▶ **Problem details**
Each entry below must be repeated word for word.
"""
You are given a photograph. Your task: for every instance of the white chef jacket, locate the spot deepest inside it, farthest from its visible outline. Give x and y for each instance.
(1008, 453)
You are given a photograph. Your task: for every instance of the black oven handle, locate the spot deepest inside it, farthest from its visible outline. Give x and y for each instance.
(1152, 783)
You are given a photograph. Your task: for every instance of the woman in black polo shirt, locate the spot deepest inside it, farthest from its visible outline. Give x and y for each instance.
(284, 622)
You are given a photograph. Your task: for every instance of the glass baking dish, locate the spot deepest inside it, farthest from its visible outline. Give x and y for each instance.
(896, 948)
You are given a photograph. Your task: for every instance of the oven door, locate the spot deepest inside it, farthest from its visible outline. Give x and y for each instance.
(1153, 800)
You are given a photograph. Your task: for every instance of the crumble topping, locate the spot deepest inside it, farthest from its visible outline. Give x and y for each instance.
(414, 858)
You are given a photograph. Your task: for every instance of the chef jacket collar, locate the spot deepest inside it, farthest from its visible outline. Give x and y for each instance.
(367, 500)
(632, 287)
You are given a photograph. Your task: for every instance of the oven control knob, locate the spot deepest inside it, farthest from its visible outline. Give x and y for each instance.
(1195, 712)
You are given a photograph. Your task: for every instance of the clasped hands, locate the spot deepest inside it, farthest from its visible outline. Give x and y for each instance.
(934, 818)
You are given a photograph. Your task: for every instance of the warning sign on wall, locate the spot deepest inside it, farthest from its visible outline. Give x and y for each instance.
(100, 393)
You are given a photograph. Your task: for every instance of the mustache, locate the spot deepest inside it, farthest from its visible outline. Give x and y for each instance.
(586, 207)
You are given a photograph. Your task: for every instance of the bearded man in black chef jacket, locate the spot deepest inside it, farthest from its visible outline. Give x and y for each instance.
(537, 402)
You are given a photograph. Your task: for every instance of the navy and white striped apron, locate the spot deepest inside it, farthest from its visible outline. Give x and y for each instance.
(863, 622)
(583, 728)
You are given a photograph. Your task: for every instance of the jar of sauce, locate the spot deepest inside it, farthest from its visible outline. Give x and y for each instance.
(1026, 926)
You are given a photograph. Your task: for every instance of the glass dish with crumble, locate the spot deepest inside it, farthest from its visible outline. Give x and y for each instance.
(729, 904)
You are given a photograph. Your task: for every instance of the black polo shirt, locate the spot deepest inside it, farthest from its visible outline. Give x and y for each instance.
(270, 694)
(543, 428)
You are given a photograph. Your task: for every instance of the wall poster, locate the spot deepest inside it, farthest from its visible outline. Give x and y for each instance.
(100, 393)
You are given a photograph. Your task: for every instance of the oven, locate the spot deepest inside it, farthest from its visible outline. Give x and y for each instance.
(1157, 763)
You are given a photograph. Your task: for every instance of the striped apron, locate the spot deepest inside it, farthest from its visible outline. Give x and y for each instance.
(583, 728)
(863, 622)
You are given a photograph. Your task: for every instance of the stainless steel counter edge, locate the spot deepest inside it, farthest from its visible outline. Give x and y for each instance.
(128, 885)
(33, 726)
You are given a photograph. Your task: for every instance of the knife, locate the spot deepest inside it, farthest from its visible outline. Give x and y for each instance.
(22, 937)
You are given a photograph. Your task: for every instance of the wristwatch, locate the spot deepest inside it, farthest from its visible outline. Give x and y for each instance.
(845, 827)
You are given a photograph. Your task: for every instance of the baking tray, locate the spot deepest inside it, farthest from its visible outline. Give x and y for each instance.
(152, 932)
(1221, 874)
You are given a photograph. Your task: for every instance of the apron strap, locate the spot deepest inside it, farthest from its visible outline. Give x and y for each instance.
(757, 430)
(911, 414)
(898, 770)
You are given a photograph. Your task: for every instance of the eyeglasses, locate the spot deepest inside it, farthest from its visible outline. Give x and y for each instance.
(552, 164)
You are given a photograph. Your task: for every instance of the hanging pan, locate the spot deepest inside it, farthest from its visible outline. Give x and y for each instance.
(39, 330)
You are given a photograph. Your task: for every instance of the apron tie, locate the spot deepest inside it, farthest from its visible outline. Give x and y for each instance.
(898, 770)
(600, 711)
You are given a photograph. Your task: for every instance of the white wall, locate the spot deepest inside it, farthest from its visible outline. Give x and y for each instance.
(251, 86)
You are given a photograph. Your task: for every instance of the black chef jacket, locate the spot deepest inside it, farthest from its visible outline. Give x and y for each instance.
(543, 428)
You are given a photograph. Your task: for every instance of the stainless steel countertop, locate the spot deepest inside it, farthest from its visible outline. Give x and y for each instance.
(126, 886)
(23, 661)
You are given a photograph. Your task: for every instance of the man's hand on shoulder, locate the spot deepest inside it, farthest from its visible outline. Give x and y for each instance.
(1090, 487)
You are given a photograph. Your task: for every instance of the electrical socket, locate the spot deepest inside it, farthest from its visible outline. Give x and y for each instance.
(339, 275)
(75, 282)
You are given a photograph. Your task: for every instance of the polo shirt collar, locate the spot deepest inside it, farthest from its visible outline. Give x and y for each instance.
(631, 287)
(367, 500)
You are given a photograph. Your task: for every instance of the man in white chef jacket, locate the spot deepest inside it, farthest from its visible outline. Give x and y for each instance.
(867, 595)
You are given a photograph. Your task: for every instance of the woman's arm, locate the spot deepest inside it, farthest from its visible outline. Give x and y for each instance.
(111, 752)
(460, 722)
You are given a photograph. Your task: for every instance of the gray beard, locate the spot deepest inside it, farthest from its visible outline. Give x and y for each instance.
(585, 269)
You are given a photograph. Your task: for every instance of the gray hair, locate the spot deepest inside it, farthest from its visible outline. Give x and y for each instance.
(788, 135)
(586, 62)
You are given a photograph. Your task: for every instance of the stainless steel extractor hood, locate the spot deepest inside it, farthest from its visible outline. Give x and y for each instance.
"""
▶ **Solution to this exercise**
You are given a photograph. Your task: for every instance of the white chef jacket, locate the spot deepest inside it, farthest from its visible outline. Give x and y for each instance.
(1008, 453)
You are given a photograph. Your task: for every instance of the black oven handle, locate the spot deepest inside it, farthest from its visible outline. Give x and y for each instance.
(1152, 783)
You are given a photograph. Your task: for every instance of the woman in black polo shirt, locate the spot deepest inside it, farthest from its visible outline. Give x and y for each instance.
(284, 622)
You are given a photograph. Your task: for every instance of the glass baking dish, locate the spot deepest inside it, farthest from its visible outline. Give x and y for each instance.
(896, 948)
You are given a photograph. Your task: for every instance of the oven door, locate the spot deepest inside it, farthest from its visible outline. Give x and y for each instance.
(1153, 800)
You are given a photograph. Your task: for every instance of the crumble topping, locate the spot deepest inside it, farthest from its visible outline. Give x and y for each instance.
(414, 858)
You are given a photograph. Your task: for every instance of the chef jacket collar, locate the spot deepest inside it, farthest from its visible outline. Give x and y for each instance.
(367, 500)
(632, 287)
You are given a photograph. Your task: for every instance of the oven control knob, locate the spot deepest inside it, farthest from its visible outline. Give x and y for each instance.
(1195, 712)
You are given a photograph. Your task: for every instance of the clasped hands, locate the spot deepest inside it, farthest from its visible outline. Give x and y for each instance.
(934, 818)
You are given a photograph. Your task: for every instance of the warning sign on wall, locate the spot deepest inside it, farthest from its visible outline. Give x and y for each instance.
(100, 393)
You are given a photograph. Your task: for every instance of the mustache, locate the spot deepest inside it, farthest from its visible outline. Give x and y for each instance.
(586, 207)
You are given a photograph. Your task: for every instance of the bearded man in black chef jacket, locate the spot deepest inside it, farthest from its visible outline. Give x and y for each instance.
(537, 402)
You are given a photograph. Your task: for every instance of the navy and white striped apron, locate the spot deepest inside it, farthest from its visible outline. Give x and y for each instance.
(863, 622)
(583, 728)
You are given a photograph. Your task: for every instance of the jar of sauce, locate the spot deepest inside it, farthest from its visible outline. Give x and y for each instance.
(1026, 926)
You are given a photograph. Your task: for every instance of the glass dish with crumble, locate the spot deepest inside it, farthest from its visible outline. Give x and y for each instance.
(729, 904)
You are given a photograph. Your task: for every instance of the black polo shirt, locate the spot deepest inside it, farthest from its visible outline. Give x and y for each instance.
(270, 694)
(543, 428)
You are given a photograph. Your task: for every instance of the wall poster, locate the spot deepest inside it, farthest from its visible outline. Give x and y for each instance.
(100, 393)
You are given a photograph. Your task: for every instance of the oven, locate the spot deepest inside it, farthest from its visible outline. Give x and y for each instance.
(1157, 763)
You are given a photograph. Your task: for every instance of the striped apron, locate the spot deepest inside it, farthest from its visible outline. Give x and y for each instance.
(583, 728)
(863, 622)
You are given a photograph. Your task: for every instance of the stainless steel counter edge, locate the spot deepest inside it, farthest from its visible outline. Give x and y for each instance.
(128, 885)
(33, 726)
You are given a photograph. Your task: for every instance of the knife, locate the spot deepest inside it, farthest from its visible outline. Give x and y for each instance.
(22, 937)
You are given a photograph. Your task: for every instance of the wristwatch, locate the spot deepest inside it, farthest from its visible outline. Give x and y for each instance.
(845, 827)
You are given a photograph. Your task: for every instance of the baking tray, locate the spot deepest inside it, farthest from its visible outline. Give x and y for each instance.
(152, 932)
(1221, 874)
You are given a photograph. Your task: for every instance of the apron strap, locate the spot deepest inside it, farthest from its visible outline. Give x and y for each instance.
(757, 430)
(911, 414)
(898, 770)
You are given a photograph. Your task: for every instance of the eyeglasses, locate the spot deepest inside it, farthest from its visible outline. Give x and y for each instance.
(552, 164)
You are given a photograph. Your task: for every instance of the hanging pan, locate the spot deepest inside it, farthest from its visible outline. Give x and y for each instance.
(39, 330)
You are given a photograph. Your task: for every instance of the apron tie, locate the spot deepest inside it, farthest from its visible outline. Give x and y for each instance.
(898, 770)
(600, 711)
You are given a photograph. Your task: for every instance of the white wall, locate the spot deepest inside it, farthest from its visible outline. Give x and y for each instance.
(251, 86)
You are given a photograph. Your task: for every instance of the black chef jacket, locate the spot deepest inside it, farthest from its visible outline. Give x and y for each instance.
(543, 428)
You are given a photograph. Your task: for every instance of the stainless steel countertop, locate the spot deepest inside it, farthest from its visible outline. Give x and y for each instance.
(126, 886)
(23, 661)
You are given a photograph. Your task: for every instance of the man's hand on shoulder, locate the spot deepest inside it, farthest from its visible outline. Give x and y for each instance.
(1090, 487)
You are given a photograph. Your task: for every instance of the electrical socket, locate the spot deepest inside it, farthest from its visible outline. Give x and y for each instance.
(339, 275)
(75, 282)
You are given a photograph. Your task: for every instance of the polo shirt collar, locate the spot deepest inside it, farthest from its visible outline. Give x and y for each instance.
(631, 287)
(367, 500)
You are given a photograph. Your task: for every instance of the man in white chef jacket, locate the spot deepest inside it, farthest from its visible outline. Give x and y for each instance.
(867, 595)
You are given a photograph. Your task: for every instance of the woman's arm, locate the spot deepest inside it, farthest from its visible outline. Give x and y for each instance.
(111, 752)
(460, 722)
You are given a photograph. Your task: for every instance of the gray beard, locate the spot deepest inside it, farthest from its visible outline. Give x and y for each instance.
(585, 269)
You are given a photograph. Your task: for every instance of the gray hair, locate the spot deepest inside it, farthest from its visible outline. Give x and y for each instance.
(788, 135)
(586, 62)
You are given a photograph. Your task: for every instance of the stainless steel extractor hood, locate the spot deepest inside it, farthest from its visible outline. Give x and y for each instance.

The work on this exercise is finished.